**Page**:
□ □ □ □ □ □ □

The Fairest of Them All

Here's your nightly math! Just 5 quick minutes of number fun for kids and parents at home. Read a cool fun fact, followed by math riddles at different levels so everyone can jump in. Your kids will love you for it.

The Fairest of Them All

August 22, 2019

When Minnesota calls itself The Land of 10,000 Lakes, it’s rounding down the numbers. The state actually has more than 11,000 lakes! But one thing Minnesota brags about is its state fair, which is happening right now. Last year 2 million people came to this big party, more than 1/3 of all the people in the state. The fair has famous musicians, animal contests, and of course, lots of tasty food on sticks. Speaking of which, Minnesotans are also proud to be the birthplace of Frank Mars, inventor of the Snickers, Milky Way and 3 Musketeers bars. Then his son brought us M&Ms. We can see why Minnesotans seem so sweet.

□ □ □ □ □ □ □

**Records provided**:

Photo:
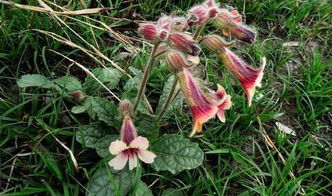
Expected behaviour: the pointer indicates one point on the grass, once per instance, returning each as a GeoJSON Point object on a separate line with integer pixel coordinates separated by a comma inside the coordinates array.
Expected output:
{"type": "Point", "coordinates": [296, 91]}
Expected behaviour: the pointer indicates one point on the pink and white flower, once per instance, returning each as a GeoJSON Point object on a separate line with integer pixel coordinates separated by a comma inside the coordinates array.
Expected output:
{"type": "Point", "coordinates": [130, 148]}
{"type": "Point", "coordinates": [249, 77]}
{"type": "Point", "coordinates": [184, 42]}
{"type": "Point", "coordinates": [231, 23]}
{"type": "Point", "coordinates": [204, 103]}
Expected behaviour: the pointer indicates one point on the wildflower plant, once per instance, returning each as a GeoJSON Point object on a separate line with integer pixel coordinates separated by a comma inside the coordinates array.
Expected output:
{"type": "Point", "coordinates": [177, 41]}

□ □ □ □ □ □ □

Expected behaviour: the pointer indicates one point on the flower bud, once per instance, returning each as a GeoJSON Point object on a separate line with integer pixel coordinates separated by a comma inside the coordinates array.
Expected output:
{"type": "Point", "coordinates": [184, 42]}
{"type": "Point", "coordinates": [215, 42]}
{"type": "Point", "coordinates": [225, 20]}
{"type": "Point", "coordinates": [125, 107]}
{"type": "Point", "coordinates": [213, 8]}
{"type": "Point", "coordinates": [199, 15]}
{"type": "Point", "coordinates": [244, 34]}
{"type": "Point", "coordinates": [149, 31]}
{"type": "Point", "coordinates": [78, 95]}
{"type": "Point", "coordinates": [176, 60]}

□ □ □ □ □ □ □

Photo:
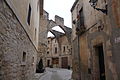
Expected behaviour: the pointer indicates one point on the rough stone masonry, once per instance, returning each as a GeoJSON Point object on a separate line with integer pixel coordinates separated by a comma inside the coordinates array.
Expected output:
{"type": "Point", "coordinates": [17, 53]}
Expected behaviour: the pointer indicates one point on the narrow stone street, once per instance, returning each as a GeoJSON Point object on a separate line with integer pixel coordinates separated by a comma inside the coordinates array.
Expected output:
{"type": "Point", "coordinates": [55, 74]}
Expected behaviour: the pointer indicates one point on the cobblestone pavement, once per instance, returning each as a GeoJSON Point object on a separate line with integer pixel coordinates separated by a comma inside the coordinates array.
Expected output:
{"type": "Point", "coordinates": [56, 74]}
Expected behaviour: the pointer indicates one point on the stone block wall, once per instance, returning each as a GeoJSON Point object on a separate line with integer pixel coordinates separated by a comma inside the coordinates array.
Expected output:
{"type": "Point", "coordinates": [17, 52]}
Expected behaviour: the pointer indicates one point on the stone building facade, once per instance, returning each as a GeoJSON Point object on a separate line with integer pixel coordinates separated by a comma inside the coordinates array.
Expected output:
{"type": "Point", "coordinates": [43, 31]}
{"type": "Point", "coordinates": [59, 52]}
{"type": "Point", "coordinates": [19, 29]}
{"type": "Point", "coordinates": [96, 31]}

□ □ □ □ □ □ □

**Task instructions**:
[1] According to the Minnesota state fair piece, how many lakes does Minnesota actually have?
[2] Reproduce the stretch of the Minnesota state fair piece from "When Minnesota calls" through "seem so sweet.".
[3] Resume the Minnesota state fair piece, picking up after its final sentence.

**Answers by task**:
[1] More than 11,000 lakes.

[2]
When Minnesota calls itself The Land of 10,000 Lakes, it’s rounding down the numbers. The state actually has more than 11,000 lakes! But one thing Minnesota brags about is its state fair, which is happening right now. Last year 2 million people came to this big party, more than 1/3 of all the people in the state. The fair has famous musicians, animal contests, and of course, lots of tasty food on sticks. Speaking of which, Minnesotans are also proud to be the birthplace of Frank Mars, inventor of the Snickers, Milky Way and 3 Musketeers bars. Then his son brought us M&Ms. We can see why Minnesotans seem so sweet.

[3]
 
Wee ones: Chocolate bars are brown on the outside. Find 3 brown things in the room, and if they’re small enough, put them in a row from smallest to biggest.
 
Little kids: If you have 2 of each of those candy bars (Snickers, Milky Way and 3 Musketeers), how many candy bars do you have in total? Bonus: The state fair runs for 12 days. If you have 2 weeks to visit Minnesota, do you have enough time for the whole fair?
 
Big kids: The Milky Way was invented in 1923. How many years from now will it have its 100th birthday? Bonus: If you’re trading M&Ms for Snickers, and 6 M&Ms are equal to 1 mini-Snickers, and 4 mini-snickers are equal to 1 full-size Snickers, what’s a fair number of M&Ms for a full-size Snickers?
 
The sky’s the limit: If you wanted to swim in 10,000 of Minnesota’s lakes, and can travel to 5 lakes per day for the 100 warm-enough days each year, how many years will it take you to swim in those 10,000 lakes?
 

 

 

 

 

 

 

 

Answers:
Wee ones: Items might include shoes, socks, pants, wooden blocks…and maybe even some chocolate!
 
Little kids: 6 candy bars. Bonus: Yes! 2 weeks is 14 days, because 7 + 7 = 14, and that’s more than 12.
 
Big kids: 4 years from now, in 2023. Bonus: 24 M&Ms, because 6 x 4 = 24.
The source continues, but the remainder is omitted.